Consigne a
Répondez aux questions suivantes à partir de l’entretien avec Marc Lefrançois :
(i) Chez quel éditeur le livre « Les bons mots de l’Histoire » est-il paru ?
(ii) Quel animal est mentionné lorsque l’auteur évoque ses éclats de rire en lisant ?
(iii) Selon l’auteur, quel pays a été le pays du bel esprit ?

Le bel esprit à l’ère numérique : une conversation avec Marc Lefrançois

Tandis que les mots semblent perdre de leur tranchant, Marc Lefrançois, auteur du récent « Les bons mots de l’Histoire » (City Edition), nous plonge dans un univers où la rhétorique affûtée des figures historiques et littéraires rayonne encore. Cet ouvrage est une invitation à redécouvrir l’esprit et la verve qui animaient autrefois les salons et les assemblées. En discutant de son livre, l’auteur évoque aussi les perspectives que l’intelligence artificielle pourrait apporter à l’écriture et la culture, tout en défendant la valeur inestimable de la lecture personnelle.
Bonjour Marc Lefrançois, pourquoi avoir écrit ce livre… maintenant ?
Marc Lefrançois : Je lis énormément, j’écris également beaucoup, et en fréquentant les grandes figures de l’Histoire, ainsi que les grands auteurs de la littérature, il m’est souvent arrivé d’éclater de rire (au grand désarroi de mon chat) devant une réplique particulièrement saillante, un très d’esprit vraiment mordant. Hélas, ce qui m’a frappé le plus, c’est l’abîme existant entre ce raffinement du langage, qu’on trouvait aussi bien dans les salons mondains au XVIIIe que dans les joutes verbales de l’Assemblée, au siècle dernier, et la pauvreté des échanges auxquels on assiste aujourd’hui. Aussi, c’est peut-être une façon de rappeler que la France a été le pays du bel esprit…
Une page de votre livre, ou un passage, qui vous représente le mieux ?

Entrées d’un jeu d’annotations par points:

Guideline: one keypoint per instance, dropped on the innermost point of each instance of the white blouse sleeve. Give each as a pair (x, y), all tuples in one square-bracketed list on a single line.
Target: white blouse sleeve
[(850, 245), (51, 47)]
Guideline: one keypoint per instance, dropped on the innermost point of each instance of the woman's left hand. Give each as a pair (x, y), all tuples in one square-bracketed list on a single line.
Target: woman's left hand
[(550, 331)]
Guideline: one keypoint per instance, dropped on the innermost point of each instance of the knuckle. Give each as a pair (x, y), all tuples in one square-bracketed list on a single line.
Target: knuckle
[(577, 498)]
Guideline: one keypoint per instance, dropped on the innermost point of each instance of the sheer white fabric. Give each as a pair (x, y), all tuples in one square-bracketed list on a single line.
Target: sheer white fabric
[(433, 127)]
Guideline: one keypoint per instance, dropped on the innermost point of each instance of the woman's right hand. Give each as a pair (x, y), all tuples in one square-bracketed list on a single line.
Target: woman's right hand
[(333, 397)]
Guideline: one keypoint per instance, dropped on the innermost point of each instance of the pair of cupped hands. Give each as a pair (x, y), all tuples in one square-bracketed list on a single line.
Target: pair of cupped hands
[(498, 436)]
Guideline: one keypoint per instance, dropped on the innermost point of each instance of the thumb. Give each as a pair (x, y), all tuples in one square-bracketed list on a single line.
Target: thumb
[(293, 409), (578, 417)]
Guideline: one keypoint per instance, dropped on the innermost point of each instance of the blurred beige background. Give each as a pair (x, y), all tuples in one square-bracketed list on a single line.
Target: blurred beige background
==
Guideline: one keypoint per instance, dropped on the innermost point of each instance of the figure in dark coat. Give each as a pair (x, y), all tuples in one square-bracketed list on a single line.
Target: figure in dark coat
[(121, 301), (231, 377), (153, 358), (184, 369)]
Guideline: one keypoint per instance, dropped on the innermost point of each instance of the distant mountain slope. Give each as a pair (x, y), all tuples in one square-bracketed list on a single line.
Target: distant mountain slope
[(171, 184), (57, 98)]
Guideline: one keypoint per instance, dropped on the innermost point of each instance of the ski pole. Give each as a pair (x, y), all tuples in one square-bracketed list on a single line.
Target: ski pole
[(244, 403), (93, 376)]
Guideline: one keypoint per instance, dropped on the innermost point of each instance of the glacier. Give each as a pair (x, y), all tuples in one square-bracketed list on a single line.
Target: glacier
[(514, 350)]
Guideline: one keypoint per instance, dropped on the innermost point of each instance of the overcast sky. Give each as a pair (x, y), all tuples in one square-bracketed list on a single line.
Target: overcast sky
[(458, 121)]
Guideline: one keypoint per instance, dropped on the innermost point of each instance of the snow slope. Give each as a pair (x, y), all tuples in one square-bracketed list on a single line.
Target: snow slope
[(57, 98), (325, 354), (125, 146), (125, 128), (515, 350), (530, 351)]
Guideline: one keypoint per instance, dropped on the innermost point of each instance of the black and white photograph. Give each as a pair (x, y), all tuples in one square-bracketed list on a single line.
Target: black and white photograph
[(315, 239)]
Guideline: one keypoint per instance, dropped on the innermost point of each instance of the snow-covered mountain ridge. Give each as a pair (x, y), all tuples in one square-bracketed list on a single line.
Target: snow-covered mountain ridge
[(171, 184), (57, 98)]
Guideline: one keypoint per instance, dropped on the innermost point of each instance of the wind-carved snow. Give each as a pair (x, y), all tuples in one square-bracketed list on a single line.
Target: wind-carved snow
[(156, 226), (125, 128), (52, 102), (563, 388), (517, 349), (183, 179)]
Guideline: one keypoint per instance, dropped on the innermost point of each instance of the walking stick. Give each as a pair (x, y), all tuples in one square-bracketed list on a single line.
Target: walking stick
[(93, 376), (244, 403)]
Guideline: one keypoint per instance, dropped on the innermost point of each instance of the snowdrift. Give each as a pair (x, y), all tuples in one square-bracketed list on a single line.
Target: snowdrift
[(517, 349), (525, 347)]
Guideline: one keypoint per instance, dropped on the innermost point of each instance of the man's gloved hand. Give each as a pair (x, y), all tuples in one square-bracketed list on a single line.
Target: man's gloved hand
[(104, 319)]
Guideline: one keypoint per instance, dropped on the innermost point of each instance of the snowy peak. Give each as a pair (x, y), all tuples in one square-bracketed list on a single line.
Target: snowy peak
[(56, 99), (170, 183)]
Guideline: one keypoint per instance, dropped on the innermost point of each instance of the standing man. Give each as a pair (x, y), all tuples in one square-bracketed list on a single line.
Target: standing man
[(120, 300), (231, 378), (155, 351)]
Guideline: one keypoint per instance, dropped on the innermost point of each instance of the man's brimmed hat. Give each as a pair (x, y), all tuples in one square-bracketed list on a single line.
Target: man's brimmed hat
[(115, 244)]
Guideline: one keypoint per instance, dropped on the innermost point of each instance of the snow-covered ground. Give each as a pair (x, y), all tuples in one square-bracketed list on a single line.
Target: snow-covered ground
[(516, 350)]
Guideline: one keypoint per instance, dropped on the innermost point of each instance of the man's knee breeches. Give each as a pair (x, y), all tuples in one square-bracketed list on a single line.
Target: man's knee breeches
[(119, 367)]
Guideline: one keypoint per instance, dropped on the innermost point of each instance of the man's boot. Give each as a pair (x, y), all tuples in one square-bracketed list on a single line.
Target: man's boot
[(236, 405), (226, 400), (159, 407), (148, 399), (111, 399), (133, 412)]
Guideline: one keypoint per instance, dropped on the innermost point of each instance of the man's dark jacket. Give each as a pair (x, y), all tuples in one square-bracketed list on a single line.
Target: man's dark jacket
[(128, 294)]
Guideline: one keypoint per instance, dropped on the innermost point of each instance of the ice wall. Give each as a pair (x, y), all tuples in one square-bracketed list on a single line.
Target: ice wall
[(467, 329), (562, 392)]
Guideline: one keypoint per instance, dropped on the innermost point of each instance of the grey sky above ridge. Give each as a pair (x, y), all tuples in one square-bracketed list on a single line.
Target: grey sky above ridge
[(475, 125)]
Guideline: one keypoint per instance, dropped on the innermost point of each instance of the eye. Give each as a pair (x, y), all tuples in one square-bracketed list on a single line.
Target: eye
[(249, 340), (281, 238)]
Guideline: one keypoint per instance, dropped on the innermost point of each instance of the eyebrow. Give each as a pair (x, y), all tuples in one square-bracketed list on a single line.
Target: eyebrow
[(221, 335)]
--
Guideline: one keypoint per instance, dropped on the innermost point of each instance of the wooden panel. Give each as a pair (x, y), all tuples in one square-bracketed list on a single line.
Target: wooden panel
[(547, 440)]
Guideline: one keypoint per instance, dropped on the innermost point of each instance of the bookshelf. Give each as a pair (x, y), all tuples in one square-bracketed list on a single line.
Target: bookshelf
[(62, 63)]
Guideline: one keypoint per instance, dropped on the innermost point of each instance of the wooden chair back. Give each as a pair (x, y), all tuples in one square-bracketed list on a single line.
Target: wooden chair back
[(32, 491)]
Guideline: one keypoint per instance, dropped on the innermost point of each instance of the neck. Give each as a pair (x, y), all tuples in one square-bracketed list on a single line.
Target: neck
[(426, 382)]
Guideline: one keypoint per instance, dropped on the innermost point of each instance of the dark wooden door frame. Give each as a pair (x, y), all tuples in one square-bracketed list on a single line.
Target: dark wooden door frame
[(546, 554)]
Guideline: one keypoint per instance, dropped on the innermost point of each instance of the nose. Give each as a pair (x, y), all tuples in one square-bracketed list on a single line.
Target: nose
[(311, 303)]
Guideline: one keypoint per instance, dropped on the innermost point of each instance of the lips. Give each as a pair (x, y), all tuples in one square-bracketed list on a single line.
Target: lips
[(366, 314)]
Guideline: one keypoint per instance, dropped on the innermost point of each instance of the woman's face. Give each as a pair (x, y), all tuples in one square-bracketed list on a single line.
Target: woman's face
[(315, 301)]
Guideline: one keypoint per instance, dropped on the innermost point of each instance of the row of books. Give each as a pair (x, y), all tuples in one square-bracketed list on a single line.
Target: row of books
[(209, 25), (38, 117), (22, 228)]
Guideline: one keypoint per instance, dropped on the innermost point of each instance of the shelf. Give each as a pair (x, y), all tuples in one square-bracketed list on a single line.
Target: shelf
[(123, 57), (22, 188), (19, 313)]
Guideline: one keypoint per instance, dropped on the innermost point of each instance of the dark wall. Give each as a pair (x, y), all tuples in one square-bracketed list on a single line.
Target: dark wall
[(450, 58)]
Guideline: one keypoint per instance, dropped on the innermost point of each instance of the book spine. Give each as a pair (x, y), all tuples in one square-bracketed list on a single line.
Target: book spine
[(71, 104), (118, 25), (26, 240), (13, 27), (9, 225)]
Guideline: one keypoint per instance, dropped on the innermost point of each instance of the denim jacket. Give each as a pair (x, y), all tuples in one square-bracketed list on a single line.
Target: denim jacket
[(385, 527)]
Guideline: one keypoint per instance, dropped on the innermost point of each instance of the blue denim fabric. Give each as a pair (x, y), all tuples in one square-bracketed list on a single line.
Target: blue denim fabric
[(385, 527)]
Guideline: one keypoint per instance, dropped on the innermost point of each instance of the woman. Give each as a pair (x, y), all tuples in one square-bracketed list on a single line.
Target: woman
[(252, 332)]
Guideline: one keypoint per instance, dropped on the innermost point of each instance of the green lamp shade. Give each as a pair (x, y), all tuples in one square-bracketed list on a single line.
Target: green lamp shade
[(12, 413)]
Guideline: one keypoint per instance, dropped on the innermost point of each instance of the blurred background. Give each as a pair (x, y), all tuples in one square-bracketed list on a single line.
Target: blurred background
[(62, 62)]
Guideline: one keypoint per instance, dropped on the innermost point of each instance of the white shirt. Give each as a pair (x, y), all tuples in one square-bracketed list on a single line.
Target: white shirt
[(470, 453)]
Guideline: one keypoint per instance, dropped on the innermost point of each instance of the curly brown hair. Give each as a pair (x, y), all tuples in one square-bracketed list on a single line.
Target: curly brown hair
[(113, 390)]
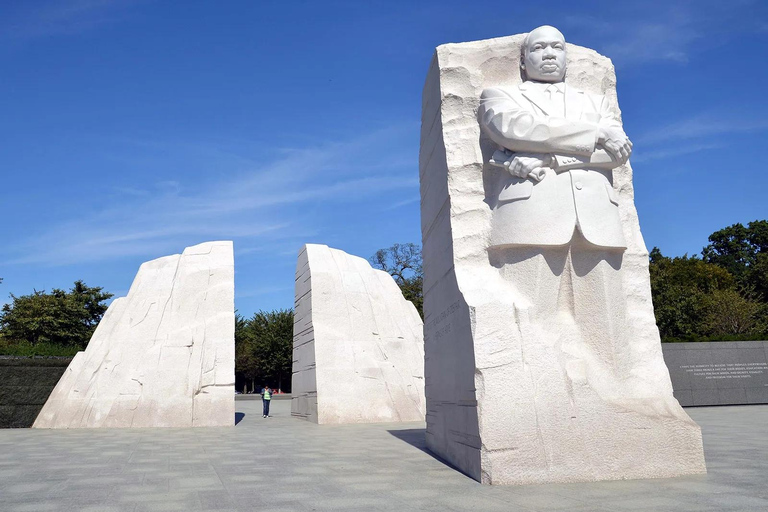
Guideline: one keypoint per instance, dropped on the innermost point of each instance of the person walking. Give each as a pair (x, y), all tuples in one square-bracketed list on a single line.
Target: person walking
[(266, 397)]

Consigne b
Recopiez les enregistrements uniquement de la ligne contenant « of the knuckle. » jusqu’à la ligne contenant « [(577, 498)] », celle-ci comprise, consignes incluses. Remettez à l’échelle les coordonnées des points figurant dans les réponses : multipliez-les par 2,55 et arrondissez-les à l’entier le plus proche, les demis étant arrondis au supérieur.

Solution a
(i) City Edition.
(ii) Son chat.
(iii) La France.

Solution b
Guideline: one keypoint per instance, dropped on the innermost point of each instance of the knuckle. Give each as a pair (x, y), all tuples in one square-bracketed list on a single line.
Target: knuckle
[(1471, 1270)]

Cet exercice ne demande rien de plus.